What the task asks -> Set down every line of the material below, unchanged and in the same order.

Data entries:
(begin)

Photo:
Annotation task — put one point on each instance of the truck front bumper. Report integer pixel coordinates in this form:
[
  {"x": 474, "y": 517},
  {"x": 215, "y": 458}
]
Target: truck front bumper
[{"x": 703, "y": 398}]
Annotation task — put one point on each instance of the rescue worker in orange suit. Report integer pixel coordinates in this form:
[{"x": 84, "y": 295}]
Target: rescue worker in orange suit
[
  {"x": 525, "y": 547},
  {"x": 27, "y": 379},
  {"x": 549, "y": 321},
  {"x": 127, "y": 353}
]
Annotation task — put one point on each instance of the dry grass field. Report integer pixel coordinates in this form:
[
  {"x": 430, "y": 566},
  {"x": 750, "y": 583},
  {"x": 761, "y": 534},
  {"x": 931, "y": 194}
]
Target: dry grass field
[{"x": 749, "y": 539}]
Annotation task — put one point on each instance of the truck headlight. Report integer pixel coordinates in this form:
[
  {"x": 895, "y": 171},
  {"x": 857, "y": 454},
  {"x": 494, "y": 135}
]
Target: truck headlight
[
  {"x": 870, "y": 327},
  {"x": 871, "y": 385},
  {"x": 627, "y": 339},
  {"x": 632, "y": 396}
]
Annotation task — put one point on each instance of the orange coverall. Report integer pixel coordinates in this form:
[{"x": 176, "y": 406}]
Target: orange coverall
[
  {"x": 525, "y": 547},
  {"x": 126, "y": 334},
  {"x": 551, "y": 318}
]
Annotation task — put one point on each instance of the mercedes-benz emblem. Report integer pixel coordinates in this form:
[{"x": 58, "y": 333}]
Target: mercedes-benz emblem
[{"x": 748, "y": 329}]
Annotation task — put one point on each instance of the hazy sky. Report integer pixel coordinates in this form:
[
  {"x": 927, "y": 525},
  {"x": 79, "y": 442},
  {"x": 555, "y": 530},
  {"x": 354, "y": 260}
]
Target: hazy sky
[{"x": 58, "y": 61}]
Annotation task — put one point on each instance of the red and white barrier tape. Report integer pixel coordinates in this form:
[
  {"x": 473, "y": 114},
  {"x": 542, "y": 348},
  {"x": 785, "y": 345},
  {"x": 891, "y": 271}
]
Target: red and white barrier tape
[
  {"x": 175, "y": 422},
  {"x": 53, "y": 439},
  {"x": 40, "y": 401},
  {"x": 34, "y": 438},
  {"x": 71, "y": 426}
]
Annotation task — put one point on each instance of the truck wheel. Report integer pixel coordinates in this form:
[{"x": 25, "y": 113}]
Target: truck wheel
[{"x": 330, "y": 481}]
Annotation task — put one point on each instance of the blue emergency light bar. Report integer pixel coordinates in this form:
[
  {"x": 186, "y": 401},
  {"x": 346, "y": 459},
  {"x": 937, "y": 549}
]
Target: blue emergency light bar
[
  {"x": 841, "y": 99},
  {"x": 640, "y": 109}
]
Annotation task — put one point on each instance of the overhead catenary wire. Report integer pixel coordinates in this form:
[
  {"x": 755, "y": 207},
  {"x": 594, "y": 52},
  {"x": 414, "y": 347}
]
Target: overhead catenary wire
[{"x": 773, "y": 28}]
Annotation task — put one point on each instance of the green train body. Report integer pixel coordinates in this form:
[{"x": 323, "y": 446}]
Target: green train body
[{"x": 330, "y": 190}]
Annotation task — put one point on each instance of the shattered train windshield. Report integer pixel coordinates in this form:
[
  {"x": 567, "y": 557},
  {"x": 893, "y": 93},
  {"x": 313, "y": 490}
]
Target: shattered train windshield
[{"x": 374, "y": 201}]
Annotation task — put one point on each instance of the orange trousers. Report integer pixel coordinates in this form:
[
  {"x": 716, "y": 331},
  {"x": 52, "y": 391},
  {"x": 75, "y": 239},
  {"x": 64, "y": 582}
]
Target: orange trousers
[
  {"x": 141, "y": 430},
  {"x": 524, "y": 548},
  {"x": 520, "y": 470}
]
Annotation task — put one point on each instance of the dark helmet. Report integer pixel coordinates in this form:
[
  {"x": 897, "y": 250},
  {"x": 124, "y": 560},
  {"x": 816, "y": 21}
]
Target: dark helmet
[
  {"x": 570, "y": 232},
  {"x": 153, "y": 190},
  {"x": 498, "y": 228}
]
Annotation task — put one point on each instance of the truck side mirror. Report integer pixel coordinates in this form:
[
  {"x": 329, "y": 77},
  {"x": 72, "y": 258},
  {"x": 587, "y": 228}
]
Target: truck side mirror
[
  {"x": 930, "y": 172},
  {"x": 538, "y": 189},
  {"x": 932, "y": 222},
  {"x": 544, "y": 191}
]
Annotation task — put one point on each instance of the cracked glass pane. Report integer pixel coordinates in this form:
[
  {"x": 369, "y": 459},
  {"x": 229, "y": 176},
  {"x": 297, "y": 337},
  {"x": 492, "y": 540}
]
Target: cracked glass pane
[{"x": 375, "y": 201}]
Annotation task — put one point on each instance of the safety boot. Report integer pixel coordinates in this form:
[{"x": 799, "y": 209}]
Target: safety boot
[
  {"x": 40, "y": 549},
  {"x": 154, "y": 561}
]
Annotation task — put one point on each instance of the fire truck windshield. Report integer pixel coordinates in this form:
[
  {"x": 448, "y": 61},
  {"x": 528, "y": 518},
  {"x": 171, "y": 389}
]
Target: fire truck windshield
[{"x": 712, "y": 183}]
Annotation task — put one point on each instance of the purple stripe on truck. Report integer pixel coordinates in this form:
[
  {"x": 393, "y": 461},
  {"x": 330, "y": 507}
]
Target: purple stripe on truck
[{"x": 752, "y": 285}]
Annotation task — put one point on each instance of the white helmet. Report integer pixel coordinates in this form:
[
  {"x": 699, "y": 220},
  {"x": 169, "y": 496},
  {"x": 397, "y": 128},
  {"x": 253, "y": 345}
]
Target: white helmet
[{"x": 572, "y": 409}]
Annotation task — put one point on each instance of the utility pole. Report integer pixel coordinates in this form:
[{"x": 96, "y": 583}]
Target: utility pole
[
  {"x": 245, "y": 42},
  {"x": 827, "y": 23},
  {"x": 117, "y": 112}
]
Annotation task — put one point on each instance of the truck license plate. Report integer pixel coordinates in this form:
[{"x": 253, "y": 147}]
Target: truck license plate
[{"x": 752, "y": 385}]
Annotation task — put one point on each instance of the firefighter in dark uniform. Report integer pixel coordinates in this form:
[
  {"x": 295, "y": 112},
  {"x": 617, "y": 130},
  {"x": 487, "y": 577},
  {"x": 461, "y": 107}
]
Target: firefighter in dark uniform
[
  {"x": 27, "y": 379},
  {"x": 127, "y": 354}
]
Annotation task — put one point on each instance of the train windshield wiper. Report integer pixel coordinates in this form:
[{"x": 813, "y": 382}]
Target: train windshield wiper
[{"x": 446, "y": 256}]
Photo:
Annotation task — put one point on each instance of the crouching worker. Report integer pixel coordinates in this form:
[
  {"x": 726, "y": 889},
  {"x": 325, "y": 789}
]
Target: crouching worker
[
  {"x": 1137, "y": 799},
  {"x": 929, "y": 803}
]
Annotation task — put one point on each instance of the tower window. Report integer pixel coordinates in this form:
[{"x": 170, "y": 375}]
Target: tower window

(end)

Answer to this task ->
Photo:
Annotation task — put one point on each instance of the truck front bumper. Report integer pixel coordinates in this form:
[
  {"x": 474, "y": 517},
  {"x": 215, "y": 458}
]
Target: truck front bumper
[{"x": 703, "y": 398}]
Annotation task — put one point on each instance of the rescue worker in orange suit. Report integer pixel coordinates in this form:
[{"x": 84, "y": 295}]
Target: rescue worker in orange suit
[
  {"x": 525, "y": 547},
  {"x": 27, "y": 379},
  {"x": 549, "y": 321},
  {"x": 127, "y": 353}
]
Annotation task — put one point on each instance of the dry grass field. Report integer pixel coordinates in this form:
[
  {"x": 430, "y": 566},
  {"x": 750, "y": 583},
  {"x": 761, "y": 534},
  {"x": 931, "y": 194}
]
Target: dry grass field
[{"x": 749, "y": 539}]
Annotation task — put one point on each instance of the truck headlight. Report integer pixel coordinates in this form:
[
  {"x": 895, "y": 171},
  {"x": 857, "y": 454},
  {"x": 494, "y": 135}
]
Target: truck headlight
[
  {"x": 870, "y": 327},
  {"x": 871, "y": 385},
  {"x": 627, "y": 339},
  {"x": 632, "y": 396}
]
Annotation task — put one point on each instance of the orange coverall. Report integer pixel coordinates in this form:
[{"x": 176, "y": 406}]
Target: orange coverall
[
  {"x": 525, "y": 547},
  {"x": 126, "y": 334},
  {"x": 551, "y": 318}
]
Annotation task — put one point on each instance of the mercedes-benz emblem. Report integer pixel coordinates in this form:
[{"x": 58, "y": 333}]
Target: mercedes-benz emblem
[{"x": 748, "y": 329}]
Annotation task — put one point on each instance of the hazy sky. Report integer pixel coordinates in this form:
[
  {"x": 927, "y": 525},
  {"x": 79, "y": 442},
  {"x": 555, "y": 530},
  {"x": 354, "y": 260}
]
Target: hazy sky
[{"x": 58, "y": 61}]
Annotation task — put one point on each instance of the red and white barrier tape. Report integer pixel coordinates in this form:
[
  {"x": 473, "y": 114},
  {"x": 542, "y": 348},
  {"x": 785, "y": 345},
  {"x": 891, "y": 271}
]
Target: red and white barrier tape
[
  {"x": 175, "y": 422},
  {"x": 53, "y": 439},
  {"x": 40, "y": 401},
  {"x": 34, "y": 438},
  {"x": 71, "y": 426}
]
Annotation task — put one point on each instance of the truck wheel. Report integer pixel coordinates in this form:
[{"x": 25, "y": 113}]
Target: truck wheel
[{"x": 330, "y": 481}]
Annotation task — put one point on each instance of the blue emergency light bar. Report integer pixel coordinates in this form:
[
  {"x": 186, "y": 401},
  {"x": 346, "y": 459},
  {"x": 937, "y": 549}
]
Target: blue emergency light bar
[
  {"x": 841, "y": 99},
  {"x": 640, "y": 109}
]
Annotation task — put one point on each instance of the overhead catenary wire. Report integer pixel coordinates in this form:
[
  {"x": 755, "y": 207},
  {"x": 594, "y": 52},
  {"x": 414, "y": 347}
]
Target: overhead catenary wire
[{"x": 773, "y": 28}]
Annotation task — put one point on each instance of the green train body. Report integer pixel coordinates in this form:
[{"x": 323, "y": 446}]
Target: green train body
[{"x": 330, "y": 190}]
Annotation task — put one point on each instance of the shattered train windshield. Report integer pixel coordinates in this form:
[
  {"x": 567, "y": 557},
  {"x": 893, "y": 93},
  {"x": 313, "y": 490}
]
Target: shattered train windshield
[{"x": 374, "y": 201}]
Annotation task — put one point on each instance of the orange trousers. Report integer pixel coordinates in this form:
[
  {"x": 716, "y": 331},
  {"x": 52, "y": 391},
  {"x": 75, "y": 239},
  {"x": 64, "y": 582}
]
Target: orange trousers
[
  {"x": 141, "y": 430},
  {"x": 524, "y": 548},
  {"x": 520, "y": 470}
]
Annotation task — put one point on each instance of the dark helmet. Report integer pixel coordinates in this form:
[
  {"x": 897, "y": 250},
  {"x": 124, "y": 560},
  {"x": 816, "y": 21}
]
Target: dark helmet
[
  {"x": 570, "y": 232},
  {"x": 153, "y": 190},
  {"x": 498, "y": 228}
]
Annotation task — put one point on each instance of the truck side mirror. Report integer pixel coordinates in this form:
[
  {"x": 329, "y": 77},
  {"x": 72, "y": 258},
  {"x": 587, "y": 228}
]
Target: truck side mirror
[
  {"x": 930, "y": 172},
  {"x": 538, "y": 189},
  {"x": 932, "y": 222},
  {"x": 544, "y": 191}
]
Annotation task — put one point on each instance of the cracked glass pane. Report integer pixel coordinates in this form:
[
  {"x": 369, "y": 459},
  {"x": 229, "y": 176},
  {"x": 297, "y": 337},
  {"x": 492, "y": 540}
]
Target: cracked glass pane
[{"x": 375, "y": 201}]
Annotation task — put one point on each instance of the safety boot. Report integer pixel coordinates in this form:
[{"x": 799, "y": 209}]
Target: safety boot
[
  {"x": 40, "y": 549},
  {"x": 154, "y": 561}
]
Annotation task — put one point on each instance of the fire truck windshield. Report integer pixel coordinates in this form:
[
  {"x": 448, "y": 61},
  {"x": 528, "y": 518},
  {"x": 171, "y": 389}
]
Target: fire truck windshield
[{"x": 712, "y": 183}]
Annotation task — put one point on each instance of the purple stripe on truck. Report integer pixel coordinates in this form:
[
  {"x": 393, "y": 461},
  {"x": 330, "y": 507}
]
Target: purple stripe on truck
[{"x": 752, "y": 285}]
Annotation task — put one point on each instance of the white helmet. Report integer pixel coordinates in this form:
[
  {"x": 699, "y": 220},
  {"x": 169, "y": 496},
  {"x": 397, "y": 128},
  {"x": 253, "y": 345}
]
Target: white helmet
[{"x": 572, "y": 409}]
Annotation task — put one point on each instance of the utility pole. Report integer pixel coordinates in this form:
[{"x": 96, "y": 583}]
Target: utility pole
[
  {"x": 245, "y": 42},
  {"x": 827, "y": 23},
  {"x": 117, "y": 112}
]
Annotation task — put one point on each instance of the truck license plate. Report integer pixel coordinates in this form:
[{"x": 253, "y": 147}]
Target: truck license plate
[{"x": 752, "y": 385}]
Annotation task — put one point on each instance of the firefighter in dark uniform. Report integer pixel coordinates in this form:
[
  {"x": 295, "y": 112},
  {"x": 617, "y": 130},
  {"x": 487, "y": 577},
  {"x": 461, "y": 107}
]
Target: firefighter in dark uniform
[
  {"x": 27, "y": 379},
  {"x": 127, "y": 354}
]
Annotation task — put one point on each instance of the train windshield wiper. Report integer pixel coordinates in this form:
[{"x": 813, "y": 382}]
Target: train windshield wiper
[{"x": 446, "y": 256}]
Photo:
Annotation task — put one point on each instance of the crouching worker. Report integer pixel coordinates in this form:
[
  {"x": 726, "y": 889},
  {"x": 325, "y": 789}
]
Target: crouching worker
[
  {"x": 1137, "y": 799},
  {"x": 929, "y": 803}
]
Annotation task — put one point on each instance of the tower window. Report integer pixel coordinates in this form:
[{"x": 170, "y": 375}]
Target: tower window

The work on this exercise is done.